[Exercise materials — start]
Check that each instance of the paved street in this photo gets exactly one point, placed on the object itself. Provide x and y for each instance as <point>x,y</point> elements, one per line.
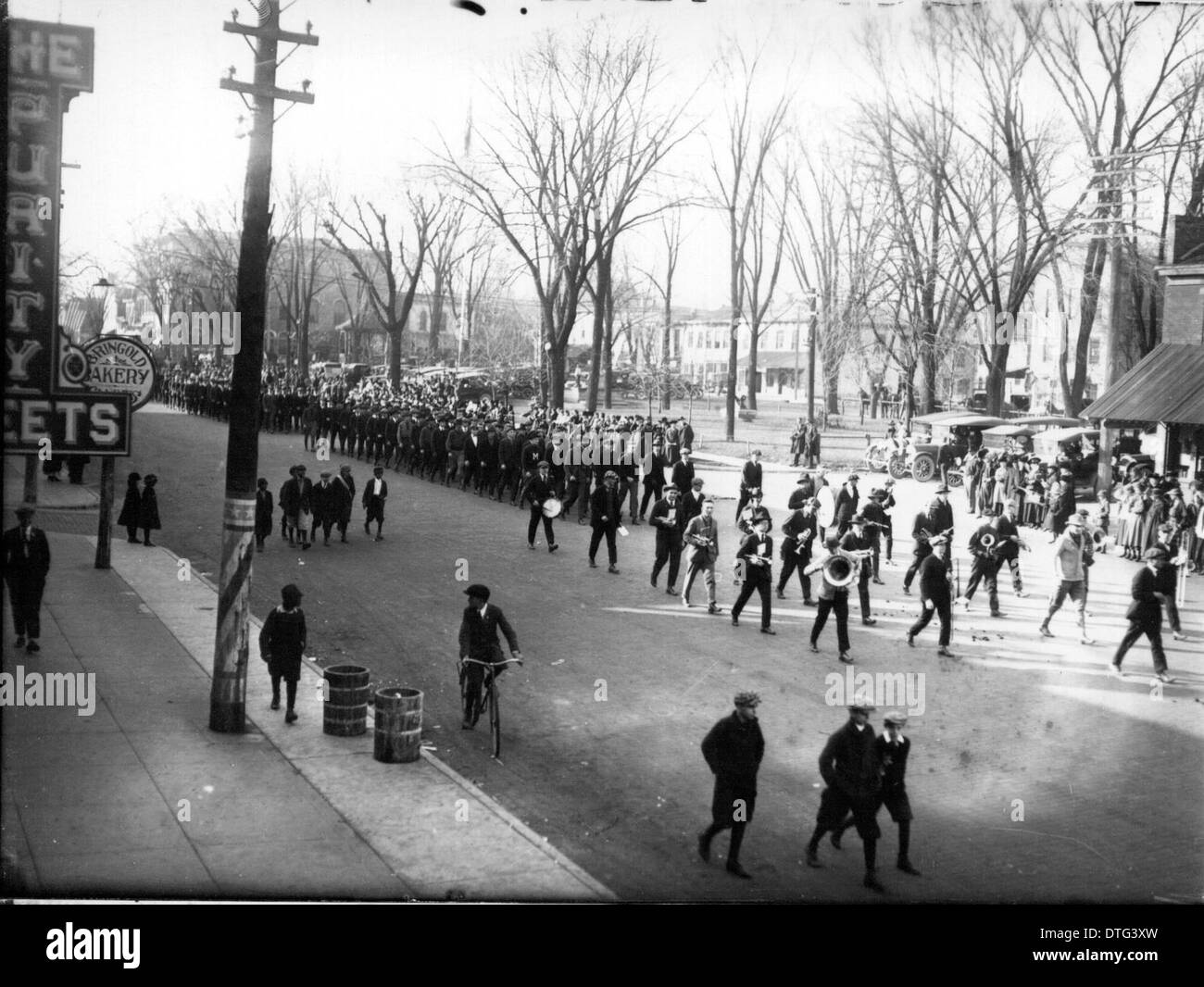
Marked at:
<point>1104,773</point>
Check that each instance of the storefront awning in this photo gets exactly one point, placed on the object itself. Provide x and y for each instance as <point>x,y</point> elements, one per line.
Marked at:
<point>1167,385</point>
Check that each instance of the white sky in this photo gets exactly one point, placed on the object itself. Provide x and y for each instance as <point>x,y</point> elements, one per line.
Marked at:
<point>157,132</point>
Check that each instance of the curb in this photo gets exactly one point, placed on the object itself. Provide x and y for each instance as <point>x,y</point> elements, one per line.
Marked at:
<point>505,815</point>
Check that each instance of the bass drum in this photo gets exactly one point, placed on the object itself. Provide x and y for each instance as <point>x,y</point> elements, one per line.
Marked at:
<point>826,513</point>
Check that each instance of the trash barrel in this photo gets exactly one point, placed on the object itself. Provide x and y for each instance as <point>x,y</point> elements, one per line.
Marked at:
<point>398,725</point>
<point>345,710</point>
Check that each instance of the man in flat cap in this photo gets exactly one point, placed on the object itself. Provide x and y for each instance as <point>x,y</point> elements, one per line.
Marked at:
<point>478,641</point>
<point>1144,615</point>
<point>851,770</point>
<point>27,561</point>
<point>734,750</point>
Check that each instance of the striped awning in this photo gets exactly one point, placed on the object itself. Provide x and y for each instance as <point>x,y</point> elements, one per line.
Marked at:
<point>1167,385</point>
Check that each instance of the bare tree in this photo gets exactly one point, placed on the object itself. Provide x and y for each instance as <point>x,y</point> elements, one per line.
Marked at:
<point>389,276</point>
<point>741,169</point>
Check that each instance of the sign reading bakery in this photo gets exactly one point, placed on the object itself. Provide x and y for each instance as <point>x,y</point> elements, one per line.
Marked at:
<point>48,64</point>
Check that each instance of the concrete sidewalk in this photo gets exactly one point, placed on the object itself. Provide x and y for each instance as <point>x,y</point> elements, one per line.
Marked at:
<point>141,799</point>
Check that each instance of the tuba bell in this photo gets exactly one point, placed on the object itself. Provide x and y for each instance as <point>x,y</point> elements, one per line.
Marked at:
<point>839,570</point>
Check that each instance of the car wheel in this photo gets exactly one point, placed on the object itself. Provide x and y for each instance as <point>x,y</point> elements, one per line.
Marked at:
<point>923,469</point>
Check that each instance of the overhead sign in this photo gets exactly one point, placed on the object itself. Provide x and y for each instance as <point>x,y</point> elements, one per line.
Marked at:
<point>48,65</point>
<point>120,365</point>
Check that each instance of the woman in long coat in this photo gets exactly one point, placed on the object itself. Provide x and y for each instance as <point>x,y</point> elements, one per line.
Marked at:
<point>282,644</point>
<point>132,508</point>
<point>148,508</point>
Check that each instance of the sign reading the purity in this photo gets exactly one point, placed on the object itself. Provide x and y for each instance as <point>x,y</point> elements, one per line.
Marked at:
<point>48,65</point>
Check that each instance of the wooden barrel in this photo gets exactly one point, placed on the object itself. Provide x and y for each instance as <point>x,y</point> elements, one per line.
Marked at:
<point>345,710</point>
<point>398,732</point>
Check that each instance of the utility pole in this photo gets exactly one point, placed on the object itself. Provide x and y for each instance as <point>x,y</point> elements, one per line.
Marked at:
<point>228,697</point>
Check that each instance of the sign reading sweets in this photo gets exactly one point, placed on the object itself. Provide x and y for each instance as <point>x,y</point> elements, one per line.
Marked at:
<point>48,65</point>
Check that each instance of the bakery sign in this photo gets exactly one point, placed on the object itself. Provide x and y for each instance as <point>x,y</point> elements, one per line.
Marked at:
<point>48,65</point>
<point>120,365</point>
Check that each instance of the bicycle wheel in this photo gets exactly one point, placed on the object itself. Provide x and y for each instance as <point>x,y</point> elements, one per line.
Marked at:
<point>495,718</point>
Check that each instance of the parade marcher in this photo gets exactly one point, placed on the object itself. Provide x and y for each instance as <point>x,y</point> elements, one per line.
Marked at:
<point>605,506</point>
<point>670,522</point>
<point>132,509</point>
<point>734,750</point>
<point>798,536</point>
<point>683,472</point>
<point>538,492</point>
<point>846,506</point>
<point>985,545</point>
<point>282,644</point>
<point>702,536</point>
<point>934,596</point>
<point>478,641</point>
<point>850,769</point>
<point>1144,615</point>
<point>831,600</point>
<point>345,500</point>
<point>325,509</point>
<point>750,481</point>
<point>1072,556</point>
<point>757,555</point>
<point>374,494</point>
<point>27,562</point>
<point>856,543</point>
<point>892,753</point>
<point>264,508</point>
<point>148,508</point>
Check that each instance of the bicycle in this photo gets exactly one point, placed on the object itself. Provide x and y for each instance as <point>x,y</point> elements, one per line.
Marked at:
<point>488,696</point>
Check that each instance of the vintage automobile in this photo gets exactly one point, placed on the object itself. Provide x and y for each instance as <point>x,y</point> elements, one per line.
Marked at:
<point>967,436</point>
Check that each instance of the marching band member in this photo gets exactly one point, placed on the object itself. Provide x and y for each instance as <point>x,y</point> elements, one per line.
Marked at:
<point>538,492</point>
<point>935,594</point>
<point>856,542</point>
<point>798,537</point>
<point>757,554</point>
<point>832,600</point>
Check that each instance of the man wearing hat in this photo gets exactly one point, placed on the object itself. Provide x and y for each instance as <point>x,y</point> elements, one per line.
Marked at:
<point>755,568</point>
<point>325,508</point>
<point>832,598</point>
<point>934,594</point>
<point>541,490</point>
<point>1144,615</point>
<point>803,493</point>
<point>27,561</point>
<point>374,494</point>
<point>846,505</point>
<point>282,644</point>
<point>734,750</point>
<point>798,537</point>
<point>683,472</point>
<point>1072,556</point>
<point>892,753</point>
<point>851,770</point>
<point>750,481</point>
<point>478,641</point>
<point>669,518</point>
<point>605,506</point>
<point>856,542</point>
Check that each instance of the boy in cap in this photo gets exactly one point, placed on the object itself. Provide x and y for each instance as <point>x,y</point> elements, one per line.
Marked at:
<point>734,750</point>
<point>478,641</point>
<point>850,769</point>
<point>282,644</point>
<point>27,561</point>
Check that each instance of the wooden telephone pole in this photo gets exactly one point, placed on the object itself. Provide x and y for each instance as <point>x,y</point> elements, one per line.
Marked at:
<point>228,698</point>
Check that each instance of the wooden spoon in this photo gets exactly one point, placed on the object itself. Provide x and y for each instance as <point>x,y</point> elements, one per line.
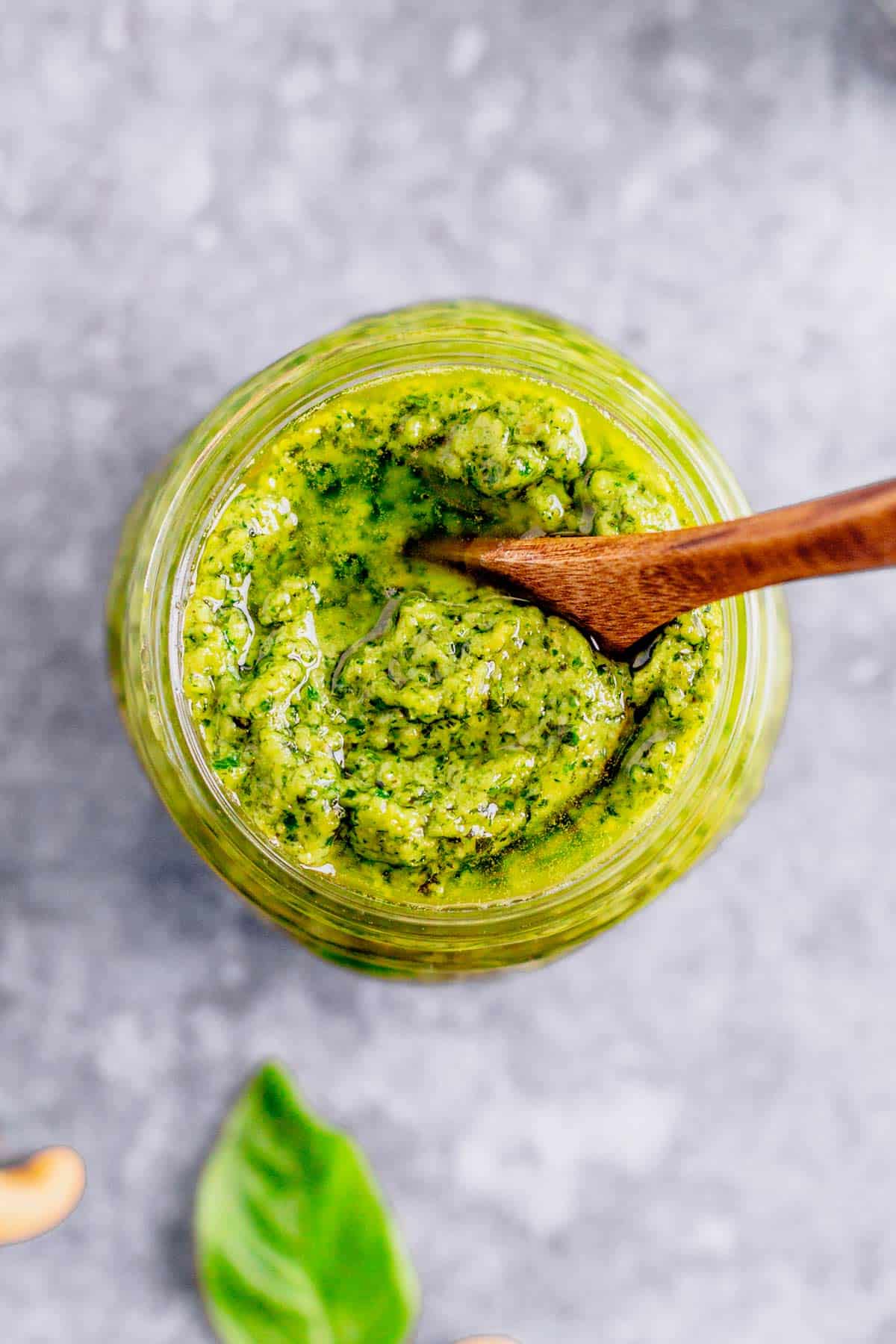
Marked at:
<point>625,588</point>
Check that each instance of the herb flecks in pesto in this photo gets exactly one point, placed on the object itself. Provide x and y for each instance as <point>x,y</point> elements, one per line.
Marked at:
<point>386,719</point>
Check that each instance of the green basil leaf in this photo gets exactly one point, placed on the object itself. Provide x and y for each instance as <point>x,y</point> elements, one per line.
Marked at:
<point>293,1241</point>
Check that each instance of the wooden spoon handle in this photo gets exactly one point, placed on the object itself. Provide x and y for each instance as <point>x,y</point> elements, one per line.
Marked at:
<point>623,588</point>
<point>833,535</point>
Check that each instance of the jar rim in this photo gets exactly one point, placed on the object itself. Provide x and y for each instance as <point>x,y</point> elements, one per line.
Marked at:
<point>382,347</point>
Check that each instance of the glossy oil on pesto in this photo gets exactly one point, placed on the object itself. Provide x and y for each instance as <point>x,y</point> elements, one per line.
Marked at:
<point>386,721</point>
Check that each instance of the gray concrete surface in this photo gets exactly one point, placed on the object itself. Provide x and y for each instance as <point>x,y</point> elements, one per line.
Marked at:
<point>688,1130</point>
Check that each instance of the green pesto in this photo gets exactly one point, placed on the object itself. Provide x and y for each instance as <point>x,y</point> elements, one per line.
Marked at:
<point>390,722</point>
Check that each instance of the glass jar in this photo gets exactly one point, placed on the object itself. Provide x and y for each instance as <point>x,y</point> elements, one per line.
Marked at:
<point>164,534</point>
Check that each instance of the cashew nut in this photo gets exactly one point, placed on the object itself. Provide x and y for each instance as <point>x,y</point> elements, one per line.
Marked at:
<point>40,1192</point>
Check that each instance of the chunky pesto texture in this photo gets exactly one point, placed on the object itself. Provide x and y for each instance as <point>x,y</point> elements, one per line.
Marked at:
<point>391,724</point>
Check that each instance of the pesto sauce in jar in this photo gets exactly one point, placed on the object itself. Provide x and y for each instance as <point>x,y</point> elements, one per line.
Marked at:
<point>393,724</point>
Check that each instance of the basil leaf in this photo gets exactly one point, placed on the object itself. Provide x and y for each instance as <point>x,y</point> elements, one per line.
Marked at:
<point>293,1239</point>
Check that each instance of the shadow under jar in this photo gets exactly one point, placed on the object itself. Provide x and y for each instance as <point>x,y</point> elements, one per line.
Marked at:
<point>546,894</point>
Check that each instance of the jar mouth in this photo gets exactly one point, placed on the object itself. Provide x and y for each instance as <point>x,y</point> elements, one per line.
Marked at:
<point>363,354</point>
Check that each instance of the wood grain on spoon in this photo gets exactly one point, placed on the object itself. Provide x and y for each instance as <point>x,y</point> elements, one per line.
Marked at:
<point>625,588</point>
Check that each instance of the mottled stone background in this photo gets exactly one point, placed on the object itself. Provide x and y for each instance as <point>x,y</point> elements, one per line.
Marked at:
<point>688,1130</point>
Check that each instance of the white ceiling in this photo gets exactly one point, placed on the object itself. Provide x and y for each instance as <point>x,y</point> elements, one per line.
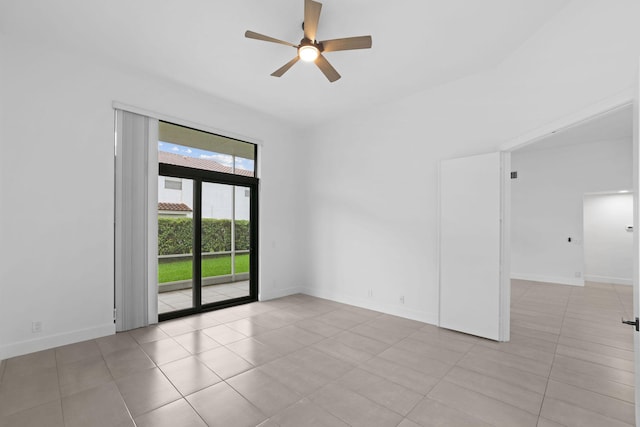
[Exercise materials — finish]
● Exercise description:
Each line in the records above that contains the word "green" must be copied.

● Answer to the problem:
Check that each instance of the green basil leaf in this photo gets exactly one point, placed on the object itself. Provide x and y for each instance as <point>x,y</point> elements, one per line.
Check that each instance of the green pesto in this photo gets exactly one point, placed on the object itself. Provide x and y for each instance as <point>x,y</point> elements, one per line.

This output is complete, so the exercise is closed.